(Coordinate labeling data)
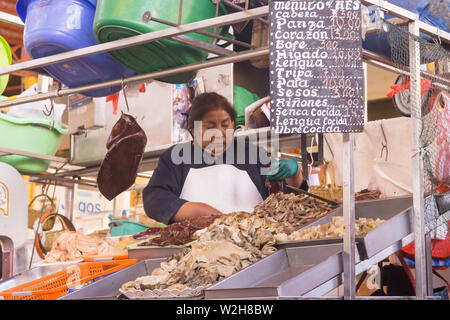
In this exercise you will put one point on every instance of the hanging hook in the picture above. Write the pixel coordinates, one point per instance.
(384, 143)
(125, 96)
(47, 112)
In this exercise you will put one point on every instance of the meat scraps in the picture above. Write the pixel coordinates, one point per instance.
(178, 233)
(119, 168)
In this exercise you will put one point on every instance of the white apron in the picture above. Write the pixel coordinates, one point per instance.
(223, 187)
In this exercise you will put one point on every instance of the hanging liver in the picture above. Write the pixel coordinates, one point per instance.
(119, 168)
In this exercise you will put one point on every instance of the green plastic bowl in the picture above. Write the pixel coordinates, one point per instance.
(116, 20)
(30, 135)
(5, 60)
(126, 227)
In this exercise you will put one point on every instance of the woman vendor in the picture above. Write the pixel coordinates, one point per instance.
(187, 188)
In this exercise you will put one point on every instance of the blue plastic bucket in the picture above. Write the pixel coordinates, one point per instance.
(56, 26)
(426, 9)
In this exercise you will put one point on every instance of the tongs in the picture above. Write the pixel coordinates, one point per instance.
(333, 203)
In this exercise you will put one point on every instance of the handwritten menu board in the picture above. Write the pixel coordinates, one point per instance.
(316, 73)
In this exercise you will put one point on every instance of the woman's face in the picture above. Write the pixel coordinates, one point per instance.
(215, 133)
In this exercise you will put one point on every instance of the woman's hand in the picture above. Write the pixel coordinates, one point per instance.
(191, 210)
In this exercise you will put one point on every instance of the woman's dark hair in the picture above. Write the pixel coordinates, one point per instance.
(206, 102)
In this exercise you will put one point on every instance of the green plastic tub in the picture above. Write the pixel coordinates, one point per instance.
(126, 227)
(30, 135)
(118, 19)
(5, 60)
(242, 98)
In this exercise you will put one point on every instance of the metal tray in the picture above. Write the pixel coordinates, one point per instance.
(397, 213)
(287, 272)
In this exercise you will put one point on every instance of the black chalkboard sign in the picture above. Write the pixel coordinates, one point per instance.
(316, 72)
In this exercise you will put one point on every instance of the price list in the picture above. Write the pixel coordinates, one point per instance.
(316, 73)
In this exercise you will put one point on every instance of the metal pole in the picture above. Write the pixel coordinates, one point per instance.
(138, 40)
(69, 214)
(348, 255)
(417, 163)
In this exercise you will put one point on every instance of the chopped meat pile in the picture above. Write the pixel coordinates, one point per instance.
(333, 229)
(294, 211)
(178, 233)
(74, 245)
(231, 243)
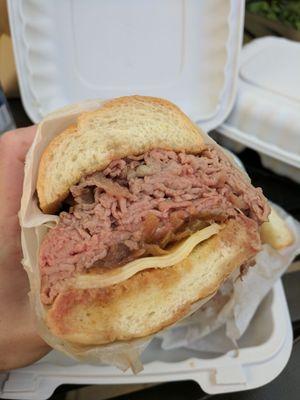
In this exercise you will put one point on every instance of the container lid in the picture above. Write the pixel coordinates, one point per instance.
(266, 114)
(186, 52)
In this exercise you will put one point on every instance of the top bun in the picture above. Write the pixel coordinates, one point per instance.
(124, 126)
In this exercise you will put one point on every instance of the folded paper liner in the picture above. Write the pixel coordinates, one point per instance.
(34, 225)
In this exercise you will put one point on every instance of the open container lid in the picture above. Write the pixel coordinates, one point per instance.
(266, 114)
(185, 51)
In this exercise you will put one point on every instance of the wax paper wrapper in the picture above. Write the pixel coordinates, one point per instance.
(34, 225)
(217, 326)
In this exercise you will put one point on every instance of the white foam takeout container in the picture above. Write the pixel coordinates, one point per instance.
(187, 52)
(266, 114)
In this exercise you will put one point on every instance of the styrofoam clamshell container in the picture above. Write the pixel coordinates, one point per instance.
(266, 114)
(186, 52)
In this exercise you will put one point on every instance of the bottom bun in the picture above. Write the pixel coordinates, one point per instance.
(153, 299)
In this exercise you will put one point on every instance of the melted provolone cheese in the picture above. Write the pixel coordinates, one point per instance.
(177, 254)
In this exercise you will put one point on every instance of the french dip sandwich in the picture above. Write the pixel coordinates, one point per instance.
(151, 220)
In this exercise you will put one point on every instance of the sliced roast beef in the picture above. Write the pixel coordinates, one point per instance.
(143, 201)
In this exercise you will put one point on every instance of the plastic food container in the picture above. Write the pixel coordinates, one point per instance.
(186, 52)
(266, 113)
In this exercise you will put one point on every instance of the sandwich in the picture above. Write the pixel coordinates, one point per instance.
(153, 218)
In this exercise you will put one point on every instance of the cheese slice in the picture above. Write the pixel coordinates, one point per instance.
(177, 254)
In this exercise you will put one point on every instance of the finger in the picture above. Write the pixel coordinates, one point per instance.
(13, 149)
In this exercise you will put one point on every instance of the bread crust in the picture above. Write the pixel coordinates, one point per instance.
(153, 299)
(124, 126)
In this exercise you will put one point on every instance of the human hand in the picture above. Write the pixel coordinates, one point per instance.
(20, 345)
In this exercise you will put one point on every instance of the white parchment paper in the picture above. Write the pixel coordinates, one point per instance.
(235, 303)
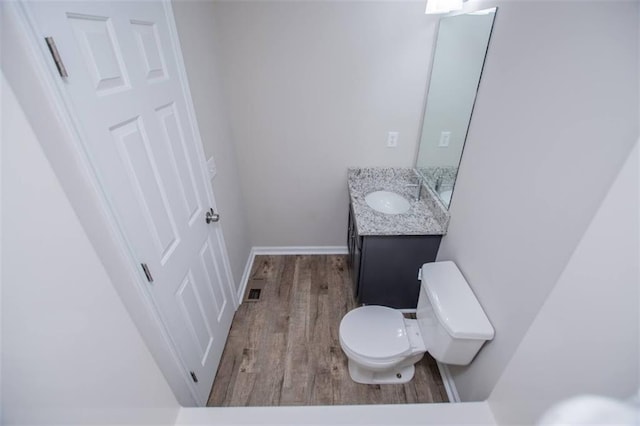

What the task asks
In the records, from the line containing "of the human" through the end, inclusive, replace "pixel coordinates" with "x and y coordinates" and write those lines again with everything else unchanged. Leave the pictures out of your answer.

Written answer
In this exercise you will put one point on every instance of the human hand in the picture above. Write the x and y coordinates, one point per instance.
(20, 345)
In this exercise you will put one point on every instance of the white parchment paper in the picture above. Write the x and y coordinates, one point per instance.
(235, 303)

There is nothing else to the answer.